* start MATERIAL FOR THIS EXERCISE *
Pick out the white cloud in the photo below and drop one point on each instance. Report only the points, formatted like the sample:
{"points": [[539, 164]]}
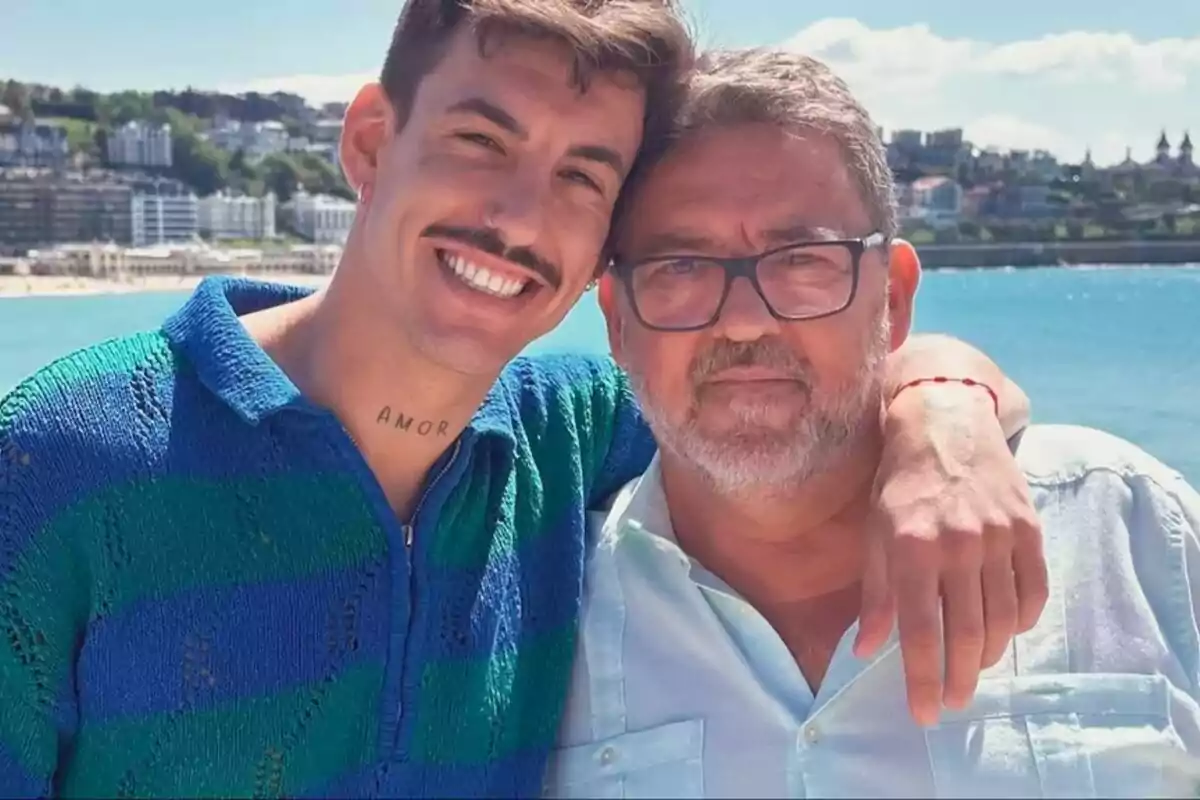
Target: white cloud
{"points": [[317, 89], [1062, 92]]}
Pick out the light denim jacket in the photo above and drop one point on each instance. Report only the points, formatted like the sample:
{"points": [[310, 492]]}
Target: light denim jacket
* end MATERIAL FOR THIS EXERCISE *
● **WHAT YOU WILL DO**:
Render every line of the listing above as a JSON list of strings, one string per line, skipping blank lines and leaving out the pictures.

● **CORRECT RESPONSE**:
[
  "Pick out the white cloud in the photo below and drop one point on each instance. Report only the points, formatted like the sample:",
  "{\"points\": [[539, 164]]}",
  "Target: white cloud",
  "{\"points\": [[317, 89], [1062, 92]]}",
  "Pick out the light denim jacket in the photo above and drop one point on each instance. Report only the points, formatted like the sample:",
  "{\"points\": [[310, 492]]}",
  "Target: light denim jacket"
]